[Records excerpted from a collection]
┄┄┄┄┄┄

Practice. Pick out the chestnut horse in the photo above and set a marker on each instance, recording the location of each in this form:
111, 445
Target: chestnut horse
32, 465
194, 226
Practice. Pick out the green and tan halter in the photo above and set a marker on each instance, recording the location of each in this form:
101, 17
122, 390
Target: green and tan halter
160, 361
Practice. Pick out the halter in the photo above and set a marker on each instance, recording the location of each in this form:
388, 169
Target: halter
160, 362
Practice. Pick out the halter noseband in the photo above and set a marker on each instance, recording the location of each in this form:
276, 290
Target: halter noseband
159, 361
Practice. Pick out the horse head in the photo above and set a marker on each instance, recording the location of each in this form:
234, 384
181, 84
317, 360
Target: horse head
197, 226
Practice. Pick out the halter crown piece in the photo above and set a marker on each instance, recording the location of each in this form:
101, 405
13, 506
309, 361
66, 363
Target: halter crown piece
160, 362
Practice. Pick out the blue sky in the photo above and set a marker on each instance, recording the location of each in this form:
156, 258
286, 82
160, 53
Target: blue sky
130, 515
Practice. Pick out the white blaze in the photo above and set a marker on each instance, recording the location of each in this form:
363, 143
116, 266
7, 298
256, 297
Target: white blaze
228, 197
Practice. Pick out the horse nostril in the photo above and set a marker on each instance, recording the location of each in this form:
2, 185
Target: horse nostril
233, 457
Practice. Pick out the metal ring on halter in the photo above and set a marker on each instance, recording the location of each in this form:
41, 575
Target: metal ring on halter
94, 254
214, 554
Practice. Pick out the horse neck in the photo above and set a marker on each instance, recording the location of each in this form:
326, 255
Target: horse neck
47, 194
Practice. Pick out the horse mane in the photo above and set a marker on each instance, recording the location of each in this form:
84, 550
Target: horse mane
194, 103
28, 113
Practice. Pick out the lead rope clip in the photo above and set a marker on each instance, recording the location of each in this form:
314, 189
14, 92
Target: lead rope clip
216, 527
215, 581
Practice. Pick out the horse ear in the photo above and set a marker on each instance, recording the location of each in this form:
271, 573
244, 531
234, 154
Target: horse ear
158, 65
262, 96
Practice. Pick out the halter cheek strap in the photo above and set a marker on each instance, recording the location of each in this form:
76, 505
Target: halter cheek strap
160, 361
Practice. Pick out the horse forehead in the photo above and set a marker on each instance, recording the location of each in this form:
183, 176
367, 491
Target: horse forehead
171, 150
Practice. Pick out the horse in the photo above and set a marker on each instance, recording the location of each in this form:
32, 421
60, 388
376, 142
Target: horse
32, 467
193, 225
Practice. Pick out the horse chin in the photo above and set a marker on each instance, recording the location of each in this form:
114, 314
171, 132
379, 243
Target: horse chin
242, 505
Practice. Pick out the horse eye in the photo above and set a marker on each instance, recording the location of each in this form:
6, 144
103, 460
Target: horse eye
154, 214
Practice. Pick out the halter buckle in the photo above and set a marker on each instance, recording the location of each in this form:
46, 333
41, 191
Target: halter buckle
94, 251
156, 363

┄┄┄┄┄┄

Can you write out again the lines from the one that contains "Practice. Pick out the horse eye" through the last line, multiplying each coordinate that follows a "Target:" line by 0.35 and rounding to whole numbers, halves up? Copy the coordinate pairs that follow "in this form:" unchanged.

Solution:
Practice. Pick out the horse eye in the photo above and set a marker on each instance, recording the location of each in this form:
6, 144
103, 460
Target: horse eye
54, 75
Practice. Pick out the halter buckle in the photo above and set a marker on each instance, recording the location of each in this form:
46, 333
41, 191
Target: halter buckle
33, 88
55, 127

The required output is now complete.